Task objective:
The lines from the one holding "For every instance of the dark" to the end of the records below, exactly as written, are the only thing to return.

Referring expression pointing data
=== Section Start ===

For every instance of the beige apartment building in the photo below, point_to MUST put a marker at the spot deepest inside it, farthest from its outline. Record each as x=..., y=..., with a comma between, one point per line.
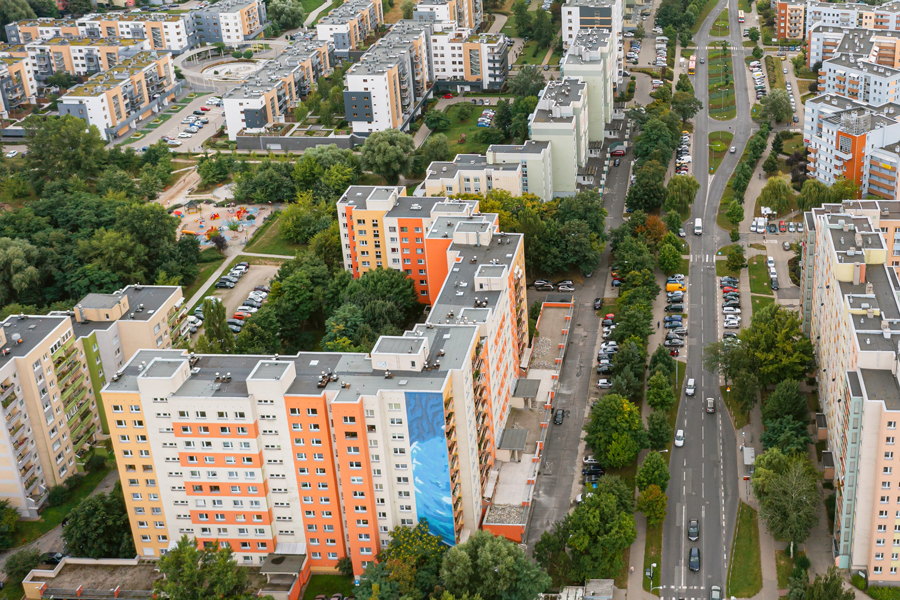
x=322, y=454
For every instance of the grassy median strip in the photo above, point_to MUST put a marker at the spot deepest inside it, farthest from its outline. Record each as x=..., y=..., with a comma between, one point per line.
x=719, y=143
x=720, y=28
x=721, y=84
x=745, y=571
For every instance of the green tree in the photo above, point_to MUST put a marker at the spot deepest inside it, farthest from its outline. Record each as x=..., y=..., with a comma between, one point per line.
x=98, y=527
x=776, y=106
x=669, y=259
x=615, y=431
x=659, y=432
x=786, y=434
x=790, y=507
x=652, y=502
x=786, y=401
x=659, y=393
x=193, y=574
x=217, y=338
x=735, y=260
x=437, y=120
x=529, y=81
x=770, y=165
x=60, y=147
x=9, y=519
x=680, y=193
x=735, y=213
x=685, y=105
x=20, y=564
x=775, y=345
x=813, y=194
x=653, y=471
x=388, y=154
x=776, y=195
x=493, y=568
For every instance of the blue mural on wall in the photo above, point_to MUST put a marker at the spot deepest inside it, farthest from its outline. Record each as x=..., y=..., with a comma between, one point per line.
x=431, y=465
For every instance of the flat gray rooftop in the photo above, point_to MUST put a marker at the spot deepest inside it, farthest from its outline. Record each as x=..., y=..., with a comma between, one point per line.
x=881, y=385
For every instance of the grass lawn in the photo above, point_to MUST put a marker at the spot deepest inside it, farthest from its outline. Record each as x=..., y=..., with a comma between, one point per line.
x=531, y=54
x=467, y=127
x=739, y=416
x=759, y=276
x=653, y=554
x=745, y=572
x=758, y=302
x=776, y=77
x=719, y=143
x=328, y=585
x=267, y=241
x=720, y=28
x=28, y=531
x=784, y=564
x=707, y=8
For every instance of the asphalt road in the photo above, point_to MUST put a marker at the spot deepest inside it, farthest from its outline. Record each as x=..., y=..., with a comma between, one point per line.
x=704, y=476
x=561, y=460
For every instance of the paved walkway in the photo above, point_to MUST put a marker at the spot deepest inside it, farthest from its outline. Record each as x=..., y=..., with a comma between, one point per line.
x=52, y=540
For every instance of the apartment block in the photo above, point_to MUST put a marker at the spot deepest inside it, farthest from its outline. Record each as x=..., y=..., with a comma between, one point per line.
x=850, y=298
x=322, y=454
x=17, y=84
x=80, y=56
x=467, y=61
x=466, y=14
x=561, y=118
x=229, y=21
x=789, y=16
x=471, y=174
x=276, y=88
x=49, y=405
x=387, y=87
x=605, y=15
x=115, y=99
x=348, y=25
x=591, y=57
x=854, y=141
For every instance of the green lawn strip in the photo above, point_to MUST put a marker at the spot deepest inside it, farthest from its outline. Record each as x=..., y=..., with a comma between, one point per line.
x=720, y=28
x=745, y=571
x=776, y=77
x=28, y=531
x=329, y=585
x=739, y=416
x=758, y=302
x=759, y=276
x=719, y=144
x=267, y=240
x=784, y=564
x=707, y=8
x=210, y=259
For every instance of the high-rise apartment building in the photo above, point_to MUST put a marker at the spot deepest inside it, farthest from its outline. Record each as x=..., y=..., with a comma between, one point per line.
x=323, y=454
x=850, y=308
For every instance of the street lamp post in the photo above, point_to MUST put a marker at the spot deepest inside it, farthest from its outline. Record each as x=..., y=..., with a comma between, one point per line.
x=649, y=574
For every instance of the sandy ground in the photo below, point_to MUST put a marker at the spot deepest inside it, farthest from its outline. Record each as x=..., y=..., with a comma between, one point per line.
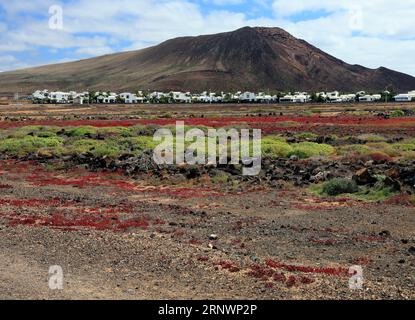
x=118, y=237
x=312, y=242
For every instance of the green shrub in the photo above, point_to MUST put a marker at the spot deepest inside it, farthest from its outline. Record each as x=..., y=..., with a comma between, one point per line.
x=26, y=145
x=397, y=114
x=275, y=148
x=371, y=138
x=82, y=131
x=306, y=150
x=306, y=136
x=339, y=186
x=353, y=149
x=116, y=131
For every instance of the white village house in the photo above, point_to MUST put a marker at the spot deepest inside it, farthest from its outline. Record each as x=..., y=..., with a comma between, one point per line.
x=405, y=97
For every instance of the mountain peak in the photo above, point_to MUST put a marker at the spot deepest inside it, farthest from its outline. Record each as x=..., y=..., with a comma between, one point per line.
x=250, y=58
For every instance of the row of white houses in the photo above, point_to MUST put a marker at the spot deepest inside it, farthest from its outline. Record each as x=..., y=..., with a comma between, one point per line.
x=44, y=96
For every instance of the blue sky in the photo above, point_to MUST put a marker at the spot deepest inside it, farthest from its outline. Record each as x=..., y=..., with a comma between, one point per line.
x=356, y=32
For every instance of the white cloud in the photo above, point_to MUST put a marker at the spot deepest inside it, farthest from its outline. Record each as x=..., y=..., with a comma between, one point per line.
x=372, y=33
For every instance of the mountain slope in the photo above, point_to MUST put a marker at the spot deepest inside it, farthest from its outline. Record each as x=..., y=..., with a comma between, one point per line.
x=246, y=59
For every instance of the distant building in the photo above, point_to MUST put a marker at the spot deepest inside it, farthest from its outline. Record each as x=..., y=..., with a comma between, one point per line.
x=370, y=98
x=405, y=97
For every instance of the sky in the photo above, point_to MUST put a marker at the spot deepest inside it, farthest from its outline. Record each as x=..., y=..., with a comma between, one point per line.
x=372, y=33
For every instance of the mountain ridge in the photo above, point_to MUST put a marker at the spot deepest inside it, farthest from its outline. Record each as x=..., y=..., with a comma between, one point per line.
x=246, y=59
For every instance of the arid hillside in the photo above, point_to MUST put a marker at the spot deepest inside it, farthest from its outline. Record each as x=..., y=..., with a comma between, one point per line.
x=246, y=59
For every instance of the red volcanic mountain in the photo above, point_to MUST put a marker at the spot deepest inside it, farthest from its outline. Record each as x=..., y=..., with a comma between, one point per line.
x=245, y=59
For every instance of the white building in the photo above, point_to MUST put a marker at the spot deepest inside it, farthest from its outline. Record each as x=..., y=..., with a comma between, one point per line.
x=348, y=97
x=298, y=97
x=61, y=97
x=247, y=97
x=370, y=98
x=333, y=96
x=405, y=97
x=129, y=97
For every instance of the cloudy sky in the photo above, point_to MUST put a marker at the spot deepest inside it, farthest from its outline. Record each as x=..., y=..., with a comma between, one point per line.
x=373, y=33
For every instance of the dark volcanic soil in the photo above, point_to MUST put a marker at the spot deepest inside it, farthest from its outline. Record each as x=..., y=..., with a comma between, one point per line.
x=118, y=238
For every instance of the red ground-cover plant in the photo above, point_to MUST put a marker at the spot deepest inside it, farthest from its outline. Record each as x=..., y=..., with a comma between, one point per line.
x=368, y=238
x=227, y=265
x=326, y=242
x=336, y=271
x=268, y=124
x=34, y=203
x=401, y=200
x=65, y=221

=== Section End ===

Solution to this task:
For every instance of the dark volcanic soil in the photo above, point_to MUST put a marker at the spot deepest inside it, farthest from its outline. Record each as x=..., y=..., with a comma between, one point per line.
x=118, y=238
For every instance of the red ground-cover plant in the photo above, point_to MUST put a marker at the spot deepest inside it, farthest from its outline. Record each as x=..., y=..., with a comma between, one point per line.
x=368, y=238
x=227, y=265
x=326, y=242
x=336, y=271
x=268, y=124
x=34, y=203
x=401, y=200
x=65, y=221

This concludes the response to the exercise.